* [OBJECTIVES]:
[1] Can you turn the paragraph in the page excerpt that begins "This study combines" into a short bulleted list that keeps its main facts?
[2] Could you edit the page excerpt, starting with "Contribution" and going on through "μ_B per Pr.", so that "small" becomes "weak"?

* [PAGE EXCERPT]:
· · · · ·

Unraveling the magnetic ground-state in alkali-metal lanthanide oxide Na$_2$PrO$_3$

TL;DR

This study combines muon spin spectroscopy, neutron scattering, and theoretical modeling to elucidate the magnetic ground state of Na$_2$PrO$_3$, revealing antiferromagnetic order with a small static moment and complex excitation spectra.

Contribution

It provides a detailed experimental and theoretical analysis of Na$_2$PrO$_3$, showing the deviation of the Pr$^{4+}$ ground state from the Kitaev model and characterizing its magnetic interactions.

Findings

Na$_2$PrO$_3$ exhibits Néel antiferromagnetic order below 4.9 K.

The static magnetic moment is small, ≤ 0.22 μ_B per Pr.

Magnetic excitations are well described by an XY model with Heisenberg and anisotropic exchanges.

Abstract

A comprehensive set of muon spin spectroscopy and neutron scattering measurements supported by ab-initio and model Hamiltonian simulations have been used to investigate the magnetic ground state of Na$_2$PrO$_3$. $\mu$SR reveals N\'eel antiferromagnetic order below $T_{\rm N}\! \sim\! 4.9$ K, with a small static magnetic moment $m_{\rm static}\!\leq \! 0.22$~$\mu_{\rm B}/{\rm Pr}$ collinearly aligned along the $c-$axis. Inelastic neutron measurements reveal the full spectrum of crystal field excitations and confirm that the Pr$^{4+}$ ground state wave function deviates significantly from the $\Gamma_7$ limit relevant to the Kitaev model. Single and two magnon excitations are observed in the ordered state below $T_N=4.6$ K and are well described by non-linear spin wave theory from the N\'eel state using a magnetic Hamiltonian with Heisenberg exchange $J=1$ meV and symmetric anisotropic exchange $\Gamma/J=0.1$, corresponding to an XY model. Intense two magnon excitations are accounted for by $g$-factor anisotropy $g_\mathrm{z}/g_\pm = 1.29$. A fluctuating moment $\delta m^2 = 0.57(22)$ $\mu_{\rm B}^2/{\rm Pr}$ extracted from the energy and momentum integrated inelastic neutron signal is reduced from expectations for a local $J=1/2$ moment with average $g$-factor $g_{\rm avg}\approx 1.1$. Together, the results demonstrate that the small moment in Na$_2$PrO$_3$ arises from crystal field and covalency effects and that the material does not exhibit significant quantum fluctuations..

· · · · ·

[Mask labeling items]
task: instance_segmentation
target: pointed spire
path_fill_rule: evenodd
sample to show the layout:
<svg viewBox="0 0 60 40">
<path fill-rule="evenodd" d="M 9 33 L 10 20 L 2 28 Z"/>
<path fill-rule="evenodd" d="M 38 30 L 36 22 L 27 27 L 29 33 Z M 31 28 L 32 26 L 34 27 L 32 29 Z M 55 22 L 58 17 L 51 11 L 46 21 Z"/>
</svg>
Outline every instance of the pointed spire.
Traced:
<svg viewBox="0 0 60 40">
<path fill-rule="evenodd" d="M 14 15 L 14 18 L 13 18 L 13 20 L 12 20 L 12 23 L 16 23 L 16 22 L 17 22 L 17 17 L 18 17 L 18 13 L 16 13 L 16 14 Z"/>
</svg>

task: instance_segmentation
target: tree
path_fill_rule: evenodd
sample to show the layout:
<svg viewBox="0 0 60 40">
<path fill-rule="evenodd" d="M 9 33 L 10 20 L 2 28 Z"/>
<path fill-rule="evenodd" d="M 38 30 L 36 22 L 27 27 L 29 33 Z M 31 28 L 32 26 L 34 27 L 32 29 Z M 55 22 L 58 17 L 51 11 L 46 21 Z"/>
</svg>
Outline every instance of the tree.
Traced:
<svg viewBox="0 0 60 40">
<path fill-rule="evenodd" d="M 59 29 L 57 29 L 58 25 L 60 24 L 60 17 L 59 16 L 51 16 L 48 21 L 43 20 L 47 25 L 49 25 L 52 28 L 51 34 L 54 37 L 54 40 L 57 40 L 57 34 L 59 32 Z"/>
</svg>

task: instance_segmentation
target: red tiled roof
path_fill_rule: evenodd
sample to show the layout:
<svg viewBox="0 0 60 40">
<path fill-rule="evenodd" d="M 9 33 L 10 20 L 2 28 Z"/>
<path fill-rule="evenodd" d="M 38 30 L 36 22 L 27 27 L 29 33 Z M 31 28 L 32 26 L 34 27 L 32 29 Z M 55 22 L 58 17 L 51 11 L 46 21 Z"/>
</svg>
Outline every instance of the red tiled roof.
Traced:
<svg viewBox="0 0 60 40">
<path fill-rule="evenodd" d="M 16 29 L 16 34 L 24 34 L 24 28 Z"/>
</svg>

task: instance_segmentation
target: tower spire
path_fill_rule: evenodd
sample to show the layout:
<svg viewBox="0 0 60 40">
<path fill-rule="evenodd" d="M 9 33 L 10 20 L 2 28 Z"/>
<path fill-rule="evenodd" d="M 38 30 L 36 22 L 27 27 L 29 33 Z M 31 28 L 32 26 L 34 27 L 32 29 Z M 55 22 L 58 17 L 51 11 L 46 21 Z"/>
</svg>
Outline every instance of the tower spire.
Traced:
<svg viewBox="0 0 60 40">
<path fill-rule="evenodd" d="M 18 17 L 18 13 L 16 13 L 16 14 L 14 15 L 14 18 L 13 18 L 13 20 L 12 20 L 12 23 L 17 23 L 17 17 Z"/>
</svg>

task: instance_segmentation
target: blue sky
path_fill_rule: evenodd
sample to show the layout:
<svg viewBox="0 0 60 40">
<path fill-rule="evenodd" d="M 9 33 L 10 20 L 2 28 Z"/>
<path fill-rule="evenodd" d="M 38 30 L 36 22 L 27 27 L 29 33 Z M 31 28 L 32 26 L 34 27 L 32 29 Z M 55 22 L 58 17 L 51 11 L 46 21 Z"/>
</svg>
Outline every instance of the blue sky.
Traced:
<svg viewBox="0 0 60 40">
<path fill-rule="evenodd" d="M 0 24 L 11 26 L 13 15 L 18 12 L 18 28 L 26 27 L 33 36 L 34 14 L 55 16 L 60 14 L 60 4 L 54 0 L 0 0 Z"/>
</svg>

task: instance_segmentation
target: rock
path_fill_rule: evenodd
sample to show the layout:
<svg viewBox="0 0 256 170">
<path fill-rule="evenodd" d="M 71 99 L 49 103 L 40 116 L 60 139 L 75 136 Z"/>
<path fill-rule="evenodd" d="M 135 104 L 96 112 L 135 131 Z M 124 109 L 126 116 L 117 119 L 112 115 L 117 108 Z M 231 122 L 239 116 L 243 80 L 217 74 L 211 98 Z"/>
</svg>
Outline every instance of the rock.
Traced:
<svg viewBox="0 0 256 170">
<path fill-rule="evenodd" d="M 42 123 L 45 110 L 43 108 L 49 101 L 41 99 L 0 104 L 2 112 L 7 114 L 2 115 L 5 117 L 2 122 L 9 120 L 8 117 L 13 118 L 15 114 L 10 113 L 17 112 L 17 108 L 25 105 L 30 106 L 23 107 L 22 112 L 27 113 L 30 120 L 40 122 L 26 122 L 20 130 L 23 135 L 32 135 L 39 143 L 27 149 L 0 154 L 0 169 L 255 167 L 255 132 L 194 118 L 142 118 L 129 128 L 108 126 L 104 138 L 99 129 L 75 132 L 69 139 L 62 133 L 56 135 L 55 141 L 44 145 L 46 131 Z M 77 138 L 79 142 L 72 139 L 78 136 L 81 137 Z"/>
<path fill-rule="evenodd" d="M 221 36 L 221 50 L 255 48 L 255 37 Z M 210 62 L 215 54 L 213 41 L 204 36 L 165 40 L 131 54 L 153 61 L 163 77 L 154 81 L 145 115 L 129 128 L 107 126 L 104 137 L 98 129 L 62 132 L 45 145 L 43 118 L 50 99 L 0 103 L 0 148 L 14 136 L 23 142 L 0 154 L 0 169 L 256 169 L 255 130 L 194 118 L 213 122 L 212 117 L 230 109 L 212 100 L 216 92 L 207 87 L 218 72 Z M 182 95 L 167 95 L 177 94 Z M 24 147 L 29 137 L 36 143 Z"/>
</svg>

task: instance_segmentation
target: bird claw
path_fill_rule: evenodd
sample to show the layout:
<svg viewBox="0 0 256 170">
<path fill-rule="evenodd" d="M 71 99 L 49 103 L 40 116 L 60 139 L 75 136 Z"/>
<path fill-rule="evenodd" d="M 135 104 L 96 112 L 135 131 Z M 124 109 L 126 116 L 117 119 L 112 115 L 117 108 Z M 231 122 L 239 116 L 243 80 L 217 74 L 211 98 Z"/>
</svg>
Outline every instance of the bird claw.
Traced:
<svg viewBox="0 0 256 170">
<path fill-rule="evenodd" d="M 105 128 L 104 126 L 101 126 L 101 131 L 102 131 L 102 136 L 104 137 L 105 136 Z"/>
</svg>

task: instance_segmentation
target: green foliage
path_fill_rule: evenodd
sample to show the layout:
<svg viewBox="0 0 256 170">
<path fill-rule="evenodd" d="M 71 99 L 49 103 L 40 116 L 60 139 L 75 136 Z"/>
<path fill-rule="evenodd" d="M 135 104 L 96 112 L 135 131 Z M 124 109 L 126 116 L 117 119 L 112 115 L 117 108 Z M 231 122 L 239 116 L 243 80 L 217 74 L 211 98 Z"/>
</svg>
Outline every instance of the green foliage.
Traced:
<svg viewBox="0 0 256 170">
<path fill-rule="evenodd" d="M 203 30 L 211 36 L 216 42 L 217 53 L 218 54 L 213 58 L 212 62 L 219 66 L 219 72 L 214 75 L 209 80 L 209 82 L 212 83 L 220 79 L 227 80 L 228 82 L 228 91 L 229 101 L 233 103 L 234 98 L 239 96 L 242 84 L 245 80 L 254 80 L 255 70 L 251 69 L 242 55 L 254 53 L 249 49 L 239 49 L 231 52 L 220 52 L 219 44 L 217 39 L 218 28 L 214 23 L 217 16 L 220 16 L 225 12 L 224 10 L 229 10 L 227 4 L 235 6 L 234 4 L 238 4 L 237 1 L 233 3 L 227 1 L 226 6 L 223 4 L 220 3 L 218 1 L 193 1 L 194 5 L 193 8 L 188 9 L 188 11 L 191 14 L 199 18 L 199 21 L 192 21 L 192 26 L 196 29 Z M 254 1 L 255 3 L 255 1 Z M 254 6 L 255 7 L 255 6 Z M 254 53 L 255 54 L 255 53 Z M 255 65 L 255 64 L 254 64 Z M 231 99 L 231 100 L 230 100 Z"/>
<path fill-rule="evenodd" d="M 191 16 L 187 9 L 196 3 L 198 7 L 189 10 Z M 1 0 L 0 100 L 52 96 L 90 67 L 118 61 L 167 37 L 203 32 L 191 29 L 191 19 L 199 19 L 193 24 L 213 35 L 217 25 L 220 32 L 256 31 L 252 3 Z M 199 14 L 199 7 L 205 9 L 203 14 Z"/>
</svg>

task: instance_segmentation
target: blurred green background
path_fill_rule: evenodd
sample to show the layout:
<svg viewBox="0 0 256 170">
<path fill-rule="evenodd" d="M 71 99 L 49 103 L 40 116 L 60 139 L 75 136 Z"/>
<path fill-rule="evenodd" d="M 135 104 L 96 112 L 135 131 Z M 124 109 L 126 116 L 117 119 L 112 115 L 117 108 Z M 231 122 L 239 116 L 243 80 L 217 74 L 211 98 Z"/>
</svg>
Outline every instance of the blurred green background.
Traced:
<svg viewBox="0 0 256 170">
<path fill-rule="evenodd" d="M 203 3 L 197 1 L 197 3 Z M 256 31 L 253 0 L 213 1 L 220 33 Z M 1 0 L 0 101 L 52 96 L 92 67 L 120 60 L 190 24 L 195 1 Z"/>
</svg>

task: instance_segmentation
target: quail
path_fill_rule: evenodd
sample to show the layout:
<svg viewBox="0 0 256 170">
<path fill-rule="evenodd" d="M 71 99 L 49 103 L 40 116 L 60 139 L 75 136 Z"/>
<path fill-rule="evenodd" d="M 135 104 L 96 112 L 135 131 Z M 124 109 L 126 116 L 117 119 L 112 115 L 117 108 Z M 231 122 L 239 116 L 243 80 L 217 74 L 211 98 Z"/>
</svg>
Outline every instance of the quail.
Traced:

· · · · ·

* [RESULTS OF THE TASKS]:
[1]
- Methods: muon spin spectroscopy, neutron scattering, and theoretical modeling
- Aim: to clarify the magnetic ground state of Na$_2$PrO$_3$
- Results: antiferromagnetic order with a small static moment, and complex excitation spectra

[2]
Contribution

It provides a detailed experimental and theoretical analysis of Na$_2$PrO$_3$, showing the deviation of the Pr$^{4+}$ ground state from the Kitaev model and characterizing its magnetic interactions.

Findings

Na$_2$PrO$_3$ exhibits Néel antiferromagnetic order below 4.9 K.

The static magnetic moment is weak, ≤ 0.22 μ_B per Pr.